* [Task directions] Identify each line in the listing below that contains the word "surface", and reproduce every such line in full.

────────────────

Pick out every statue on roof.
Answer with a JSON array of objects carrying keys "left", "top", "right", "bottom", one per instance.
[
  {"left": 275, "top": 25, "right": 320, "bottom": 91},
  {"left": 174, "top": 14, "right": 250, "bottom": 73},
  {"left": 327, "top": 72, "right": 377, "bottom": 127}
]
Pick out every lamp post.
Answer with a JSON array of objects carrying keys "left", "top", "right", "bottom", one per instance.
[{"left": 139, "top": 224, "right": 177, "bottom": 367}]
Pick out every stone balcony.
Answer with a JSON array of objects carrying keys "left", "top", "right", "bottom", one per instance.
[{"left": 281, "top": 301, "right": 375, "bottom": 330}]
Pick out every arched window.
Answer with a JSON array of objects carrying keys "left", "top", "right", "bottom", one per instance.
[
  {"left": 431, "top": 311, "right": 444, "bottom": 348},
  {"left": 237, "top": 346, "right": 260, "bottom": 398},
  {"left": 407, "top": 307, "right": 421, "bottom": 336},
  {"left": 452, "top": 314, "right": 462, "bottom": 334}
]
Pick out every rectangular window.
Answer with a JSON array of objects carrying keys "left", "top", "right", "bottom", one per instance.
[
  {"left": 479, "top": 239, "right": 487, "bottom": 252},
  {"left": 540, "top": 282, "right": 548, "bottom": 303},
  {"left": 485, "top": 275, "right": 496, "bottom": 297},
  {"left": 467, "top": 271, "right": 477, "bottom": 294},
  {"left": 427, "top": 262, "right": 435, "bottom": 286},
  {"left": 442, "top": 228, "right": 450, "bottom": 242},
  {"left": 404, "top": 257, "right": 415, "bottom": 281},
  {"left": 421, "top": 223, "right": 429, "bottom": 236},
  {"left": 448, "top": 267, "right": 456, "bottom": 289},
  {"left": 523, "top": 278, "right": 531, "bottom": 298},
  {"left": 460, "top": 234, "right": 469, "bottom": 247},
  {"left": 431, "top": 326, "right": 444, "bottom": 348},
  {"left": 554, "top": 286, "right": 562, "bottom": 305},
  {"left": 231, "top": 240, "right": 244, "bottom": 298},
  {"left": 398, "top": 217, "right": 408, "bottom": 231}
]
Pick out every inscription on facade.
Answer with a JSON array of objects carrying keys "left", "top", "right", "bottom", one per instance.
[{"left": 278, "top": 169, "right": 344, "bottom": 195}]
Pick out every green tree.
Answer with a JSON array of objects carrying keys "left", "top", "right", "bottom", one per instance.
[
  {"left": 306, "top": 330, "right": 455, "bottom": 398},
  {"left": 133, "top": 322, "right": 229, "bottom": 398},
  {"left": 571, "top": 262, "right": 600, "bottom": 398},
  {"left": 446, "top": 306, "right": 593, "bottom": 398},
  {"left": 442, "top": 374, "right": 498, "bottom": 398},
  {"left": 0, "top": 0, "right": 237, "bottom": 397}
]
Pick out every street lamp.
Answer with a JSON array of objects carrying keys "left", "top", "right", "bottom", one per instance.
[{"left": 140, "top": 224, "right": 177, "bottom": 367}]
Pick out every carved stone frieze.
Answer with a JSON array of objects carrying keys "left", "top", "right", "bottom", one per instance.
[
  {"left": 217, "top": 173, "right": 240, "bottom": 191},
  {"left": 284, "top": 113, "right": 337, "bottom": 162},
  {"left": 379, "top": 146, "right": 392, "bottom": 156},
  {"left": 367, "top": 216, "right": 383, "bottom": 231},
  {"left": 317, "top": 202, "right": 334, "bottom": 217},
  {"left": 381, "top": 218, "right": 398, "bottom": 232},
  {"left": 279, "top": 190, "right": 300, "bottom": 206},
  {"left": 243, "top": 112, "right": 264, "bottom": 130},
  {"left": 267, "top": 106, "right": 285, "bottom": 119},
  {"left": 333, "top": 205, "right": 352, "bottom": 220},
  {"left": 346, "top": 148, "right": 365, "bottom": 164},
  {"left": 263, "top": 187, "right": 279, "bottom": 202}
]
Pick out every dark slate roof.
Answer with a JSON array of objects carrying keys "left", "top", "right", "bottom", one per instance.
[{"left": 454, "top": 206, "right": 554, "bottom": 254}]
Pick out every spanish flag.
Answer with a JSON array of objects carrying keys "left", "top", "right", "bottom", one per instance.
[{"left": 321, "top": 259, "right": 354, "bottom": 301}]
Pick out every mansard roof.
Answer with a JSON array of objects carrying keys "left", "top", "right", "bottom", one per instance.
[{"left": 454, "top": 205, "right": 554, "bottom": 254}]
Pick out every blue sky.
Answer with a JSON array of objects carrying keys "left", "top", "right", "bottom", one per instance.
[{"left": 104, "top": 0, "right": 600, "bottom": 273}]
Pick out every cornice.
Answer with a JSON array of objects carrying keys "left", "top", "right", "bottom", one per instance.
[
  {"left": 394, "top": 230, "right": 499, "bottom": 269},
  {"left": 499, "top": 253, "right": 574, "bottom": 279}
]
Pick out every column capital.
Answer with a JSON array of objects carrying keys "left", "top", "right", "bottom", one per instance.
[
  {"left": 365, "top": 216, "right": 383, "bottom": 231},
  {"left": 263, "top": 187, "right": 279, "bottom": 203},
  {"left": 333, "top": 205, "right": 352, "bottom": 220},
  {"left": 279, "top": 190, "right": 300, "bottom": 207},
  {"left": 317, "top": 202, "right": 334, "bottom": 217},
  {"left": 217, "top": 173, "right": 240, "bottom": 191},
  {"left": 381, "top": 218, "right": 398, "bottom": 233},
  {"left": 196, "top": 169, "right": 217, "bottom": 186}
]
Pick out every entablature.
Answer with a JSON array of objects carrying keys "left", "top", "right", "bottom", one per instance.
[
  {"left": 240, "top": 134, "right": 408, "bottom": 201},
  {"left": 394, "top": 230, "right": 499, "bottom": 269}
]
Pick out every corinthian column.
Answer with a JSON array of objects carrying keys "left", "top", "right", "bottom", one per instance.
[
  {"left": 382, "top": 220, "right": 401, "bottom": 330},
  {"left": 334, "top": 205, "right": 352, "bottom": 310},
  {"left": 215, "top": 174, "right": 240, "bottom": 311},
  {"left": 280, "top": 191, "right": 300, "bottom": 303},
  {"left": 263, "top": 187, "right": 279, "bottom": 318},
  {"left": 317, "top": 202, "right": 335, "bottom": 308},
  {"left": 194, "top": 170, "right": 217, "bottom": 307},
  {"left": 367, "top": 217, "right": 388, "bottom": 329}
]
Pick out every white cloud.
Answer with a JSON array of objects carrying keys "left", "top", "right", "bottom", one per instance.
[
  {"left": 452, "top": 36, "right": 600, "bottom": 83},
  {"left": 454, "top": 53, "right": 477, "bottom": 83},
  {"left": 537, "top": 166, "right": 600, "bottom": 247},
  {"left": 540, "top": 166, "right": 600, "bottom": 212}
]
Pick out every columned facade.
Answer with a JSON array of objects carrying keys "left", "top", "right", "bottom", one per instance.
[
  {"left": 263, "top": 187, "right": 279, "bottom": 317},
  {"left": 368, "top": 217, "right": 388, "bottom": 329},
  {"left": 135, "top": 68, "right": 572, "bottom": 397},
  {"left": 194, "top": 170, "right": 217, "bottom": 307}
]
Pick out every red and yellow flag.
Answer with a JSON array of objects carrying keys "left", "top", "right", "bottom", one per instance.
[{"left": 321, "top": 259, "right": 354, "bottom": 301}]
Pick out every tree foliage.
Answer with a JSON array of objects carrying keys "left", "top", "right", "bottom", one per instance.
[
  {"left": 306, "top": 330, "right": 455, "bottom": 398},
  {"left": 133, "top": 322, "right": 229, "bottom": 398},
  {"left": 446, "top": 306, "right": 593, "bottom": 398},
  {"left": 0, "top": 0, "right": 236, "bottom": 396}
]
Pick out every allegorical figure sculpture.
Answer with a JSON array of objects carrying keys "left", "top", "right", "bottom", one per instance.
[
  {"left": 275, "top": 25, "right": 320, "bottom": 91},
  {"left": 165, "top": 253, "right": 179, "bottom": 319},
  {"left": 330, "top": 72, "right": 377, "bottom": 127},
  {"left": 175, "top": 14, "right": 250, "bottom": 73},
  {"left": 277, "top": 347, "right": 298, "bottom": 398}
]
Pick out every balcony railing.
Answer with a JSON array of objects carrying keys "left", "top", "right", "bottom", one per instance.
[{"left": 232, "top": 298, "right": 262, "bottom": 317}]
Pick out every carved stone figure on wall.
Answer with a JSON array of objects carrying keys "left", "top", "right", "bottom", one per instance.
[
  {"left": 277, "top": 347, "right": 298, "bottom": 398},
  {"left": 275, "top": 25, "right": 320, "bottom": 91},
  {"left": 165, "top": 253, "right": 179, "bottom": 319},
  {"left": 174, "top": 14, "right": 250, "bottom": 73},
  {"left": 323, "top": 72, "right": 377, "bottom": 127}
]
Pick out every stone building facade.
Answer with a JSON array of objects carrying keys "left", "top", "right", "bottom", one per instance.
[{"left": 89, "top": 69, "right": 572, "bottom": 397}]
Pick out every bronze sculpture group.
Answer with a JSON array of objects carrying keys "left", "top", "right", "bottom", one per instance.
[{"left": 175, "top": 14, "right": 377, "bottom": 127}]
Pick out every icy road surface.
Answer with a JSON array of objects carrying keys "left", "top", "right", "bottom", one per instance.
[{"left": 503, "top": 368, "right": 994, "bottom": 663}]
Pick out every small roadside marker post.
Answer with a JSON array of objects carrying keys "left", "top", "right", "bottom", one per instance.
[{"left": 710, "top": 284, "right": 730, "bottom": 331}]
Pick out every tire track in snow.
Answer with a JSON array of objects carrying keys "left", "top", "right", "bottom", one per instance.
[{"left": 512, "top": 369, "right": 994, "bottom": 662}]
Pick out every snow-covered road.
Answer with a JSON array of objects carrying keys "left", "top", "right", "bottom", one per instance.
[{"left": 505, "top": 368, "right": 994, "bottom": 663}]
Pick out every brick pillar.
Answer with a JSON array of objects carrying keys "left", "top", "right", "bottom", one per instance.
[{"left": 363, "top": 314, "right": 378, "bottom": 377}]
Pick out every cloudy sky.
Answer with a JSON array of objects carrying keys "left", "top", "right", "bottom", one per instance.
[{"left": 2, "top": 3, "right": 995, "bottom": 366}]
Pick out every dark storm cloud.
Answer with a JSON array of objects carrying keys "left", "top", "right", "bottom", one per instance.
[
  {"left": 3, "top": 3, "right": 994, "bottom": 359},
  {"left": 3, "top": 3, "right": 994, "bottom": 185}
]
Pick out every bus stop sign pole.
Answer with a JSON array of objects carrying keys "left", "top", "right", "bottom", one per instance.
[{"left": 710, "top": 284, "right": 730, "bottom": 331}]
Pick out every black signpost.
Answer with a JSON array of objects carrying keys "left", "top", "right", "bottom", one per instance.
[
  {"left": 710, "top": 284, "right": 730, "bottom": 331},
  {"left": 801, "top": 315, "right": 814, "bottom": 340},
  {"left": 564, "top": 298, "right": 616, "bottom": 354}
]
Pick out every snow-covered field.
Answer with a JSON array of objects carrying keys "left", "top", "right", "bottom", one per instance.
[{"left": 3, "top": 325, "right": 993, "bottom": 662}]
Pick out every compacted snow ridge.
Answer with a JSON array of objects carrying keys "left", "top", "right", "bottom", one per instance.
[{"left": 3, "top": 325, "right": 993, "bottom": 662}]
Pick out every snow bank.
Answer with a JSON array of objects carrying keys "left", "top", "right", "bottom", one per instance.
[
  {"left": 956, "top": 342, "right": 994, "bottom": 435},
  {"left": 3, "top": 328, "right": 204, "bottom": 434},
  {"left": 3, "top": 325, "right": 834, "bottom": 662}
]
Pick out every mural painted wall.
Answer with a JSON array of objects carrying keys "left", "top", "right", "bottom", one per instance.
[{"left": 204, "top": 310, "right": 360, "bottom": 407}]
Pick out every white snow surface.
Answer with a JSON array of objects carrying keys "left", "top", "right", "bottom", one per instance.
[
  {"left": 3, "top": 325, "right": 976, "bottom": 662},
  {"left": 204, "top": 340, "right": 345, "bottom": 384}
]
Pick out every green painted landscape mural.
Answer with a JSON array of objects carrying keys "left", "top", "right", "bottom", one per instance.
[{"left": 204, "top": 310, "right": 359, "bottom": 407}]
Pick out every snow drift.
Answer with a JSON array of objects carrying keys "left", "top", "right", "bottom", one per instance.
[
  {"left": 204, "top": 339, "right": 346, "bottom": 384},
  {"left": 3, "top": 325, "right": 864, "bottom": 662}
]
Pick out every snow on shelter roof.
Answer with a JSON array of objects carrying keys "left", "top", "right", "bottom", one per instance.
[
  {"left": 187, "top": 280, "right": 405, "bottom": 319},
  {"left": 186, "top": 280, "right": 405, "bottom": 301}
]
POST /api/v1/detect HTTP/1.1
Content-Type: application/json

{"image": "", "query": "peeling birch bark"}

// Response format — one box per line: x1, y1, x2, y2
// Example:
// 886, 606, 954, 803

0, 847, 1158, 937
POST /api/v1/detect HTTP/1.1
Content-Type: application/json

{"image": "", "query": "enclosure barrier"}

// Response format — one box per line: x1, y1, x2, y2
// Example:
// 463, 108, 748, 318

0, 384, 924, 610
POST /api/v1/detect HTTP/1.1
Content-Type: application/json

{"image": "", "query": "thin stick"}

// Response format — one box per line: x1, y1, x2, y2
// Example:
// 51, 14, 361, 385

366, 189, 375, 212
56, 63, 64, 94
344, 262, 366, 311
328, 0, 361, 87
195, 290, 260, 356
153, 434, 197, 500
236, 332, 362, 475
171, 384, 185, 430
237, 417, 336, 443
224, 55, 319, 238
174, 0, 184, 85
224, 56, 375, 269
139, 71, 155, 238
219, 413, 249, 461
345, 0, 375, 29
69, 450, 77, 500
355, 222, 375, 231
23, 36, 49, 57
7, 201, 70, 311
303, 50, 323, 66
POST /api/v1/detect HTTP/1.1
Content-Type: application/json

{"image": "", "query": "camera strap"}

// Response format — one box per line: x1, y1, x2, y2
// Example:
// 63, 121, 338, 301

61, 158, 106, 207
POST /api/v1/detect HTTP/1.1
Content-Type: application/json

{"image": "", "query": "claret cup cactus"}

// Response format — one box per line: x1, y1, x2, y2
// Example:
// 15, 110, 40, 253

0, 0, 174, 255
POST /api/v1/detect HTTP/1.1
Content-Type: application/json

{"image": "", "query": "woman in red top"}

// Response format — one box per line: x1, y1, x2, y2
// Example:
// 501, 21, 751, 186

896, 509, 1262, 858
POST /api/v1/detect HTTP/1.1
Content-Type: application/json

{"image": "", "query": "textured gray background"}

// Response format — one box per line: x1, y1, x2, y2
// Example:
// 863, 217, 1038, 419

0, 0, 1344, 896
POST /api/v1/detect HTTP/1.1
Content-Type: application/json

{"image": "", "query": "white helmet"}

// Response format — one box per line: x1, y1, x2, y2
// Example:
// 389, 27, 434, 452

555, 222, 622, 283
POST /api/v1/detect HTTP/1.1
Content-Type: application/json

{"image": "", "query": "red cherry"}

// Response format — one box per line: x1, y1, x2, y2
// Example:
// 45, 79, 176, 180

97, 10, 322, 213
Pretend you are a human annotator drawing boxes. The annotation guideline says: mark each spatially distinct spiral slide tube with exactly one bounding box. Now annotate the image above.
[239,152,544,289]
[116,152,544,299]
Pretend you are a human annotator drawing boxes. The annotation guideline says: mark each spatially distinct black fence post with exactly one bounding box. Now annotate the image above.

────────────────

* [Reply to the task]
Pick out every icy road surface.
Pick out every white snow surface.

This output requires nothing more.